WHAT YOU WILL DO >> Starting at the line that contains "Task: Could you identify the bag" and ending at the line that contains "Task: Could you identify the yellow", the lines below are to be given again exactly, with nothing added.

START LISTED RECORDS

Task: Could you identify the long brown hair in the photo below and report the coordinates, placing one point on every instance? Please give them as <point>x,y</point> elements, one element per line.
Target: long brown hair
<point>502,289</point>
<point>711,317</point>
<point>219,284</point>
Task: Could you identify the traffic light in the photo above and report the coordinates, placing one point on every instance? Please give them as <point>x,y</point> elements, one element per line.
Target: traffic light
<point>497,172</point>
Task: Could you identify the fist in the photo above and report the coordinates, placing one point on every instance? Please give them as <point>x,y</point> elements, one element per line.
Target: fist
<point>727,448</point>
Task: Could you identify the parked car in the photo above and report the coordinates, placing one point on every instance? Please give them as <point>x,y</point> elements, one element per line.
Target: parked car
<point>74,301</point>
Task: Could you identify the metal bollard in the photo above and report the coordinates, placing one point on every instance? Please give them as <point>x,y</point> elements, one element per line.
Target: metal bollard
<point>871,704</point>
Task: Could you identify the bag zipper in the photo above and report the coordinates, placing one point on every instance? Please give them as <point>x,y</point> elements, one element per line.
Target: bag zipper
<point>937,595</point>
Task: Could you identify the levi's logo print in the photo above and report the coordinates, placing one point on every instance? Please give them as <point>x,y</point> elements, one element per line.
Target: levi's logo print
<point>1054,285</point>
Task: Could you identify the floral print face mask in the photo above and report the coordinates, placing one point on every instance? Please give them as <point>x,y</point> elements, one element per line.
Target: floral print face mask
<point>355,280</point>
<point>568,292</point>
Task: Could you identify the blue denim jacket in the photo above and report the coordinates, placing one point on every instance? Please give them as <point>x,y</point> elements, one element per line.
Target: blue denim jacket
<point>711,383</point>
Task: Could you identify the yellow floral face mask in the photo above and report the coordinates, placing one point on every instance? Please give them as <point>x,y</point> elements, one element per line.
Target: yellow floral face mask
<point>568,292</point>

END LISTED RECORDS

RESULT FOR THIS EXERCISE >>
Task: Could you identify the bag zipper in the photo above and report the coordinates, placing one point on every instance? Please give them as <point>x,y</point> elements, one element per line.
Target: bag zipper
<point>937,595</point>
Task: Could you identify the levi's logo print in the photo above and report the coordinates, placing one point on every instance? Please give them as <point>x,y</point> elements, one element per line.
Target: levi's logo print
<point>1054,285</point>
Task: Could you identify the floral print face mask in the photo above and report the coordinates, placing one point on every instance? Please give them as <point>x,y</point> elements, one element per line.
Target: floral print face mask
<point>355,280</point>
<point>568,292</point>
Task: Could you identify the blue denim jacket in the photo above and report the coordinates, placing one point on every instance? Please give them as <point>x,y</point> elements, one element per line.
Target: blue denim jacket
<point>711,383</point>
Task: Could you identify the yellow floral face mask in the photo above and report the coordinates, placing one point on every instance? Please give them as <point>x,y</point> elements, one element per line.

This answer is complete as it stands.